> _TASK BRIEF_: Reproduce each line below without any alteration.
---------- EXERCISE INPUT
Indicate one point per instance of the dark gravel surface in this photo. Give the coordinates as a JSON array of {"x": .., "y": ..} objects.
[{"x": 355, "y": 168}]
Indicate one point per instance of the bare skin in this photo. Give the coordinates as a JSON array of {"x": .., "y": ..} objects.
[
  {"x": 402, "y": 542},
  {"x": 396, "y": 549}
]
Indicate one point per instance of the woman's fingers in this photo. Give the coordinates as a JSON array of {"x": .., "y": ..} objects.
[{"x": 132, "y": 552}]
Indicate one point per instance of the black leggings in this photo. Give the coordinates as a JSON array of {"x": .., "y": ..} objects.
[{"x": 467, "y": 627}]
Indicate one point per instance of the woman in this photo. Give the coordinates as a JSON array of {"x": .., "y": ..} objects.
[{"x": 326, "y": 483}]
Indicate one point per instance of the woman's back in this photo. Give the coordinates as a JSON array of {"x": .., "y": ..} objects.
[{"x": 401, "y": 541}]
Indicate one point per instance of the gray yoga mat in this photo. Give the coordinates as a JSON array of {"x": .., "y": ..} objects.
--------------------
> _COMPLETED EXERCISE_:
Indicate one point per instance of the dark gravel surface in this photo. Give the coordinates as a JSON array of {"x": .., "y": ..} objects.
[{"x": 355, "y": 168}]
Indicate one point per instance of the bare skin in this photo. Give the coordinates as a JSON array of {"x": .., "y": ..} objects.
[
  {"x": 402, "y": 542},
  {"x": 396, "y": 549}
]
Indicate one point per instance of the woman's fingers in this photo. Give the coordinates as a JSON array of {"x": .., "y": ..} objects.
[{"x": 132, "y": 552}]
Indicate one point per instance of the black leggings in this photo. Give the coordinates as a JSON array of {"x": .., "y": ..} objects.
[{"x": 467, "y": 627}]
Indicate one point per instance of the woman in this photo. Give the coordinates as a JSON array of {"x": .., "y": ..} objects.
[{"x": 326, "y": 483}]
Indicate one point per instance of the woman's back in this photo. Give the coordinates as a JSON array of {"x": .., "y": ..} objects.
[{"x": 401, "y": 541}]
Indicate one point per instance of the gray yoga mat in this photo. Give the coordinates as a JSON array of {"x": .., "y": ..} objects.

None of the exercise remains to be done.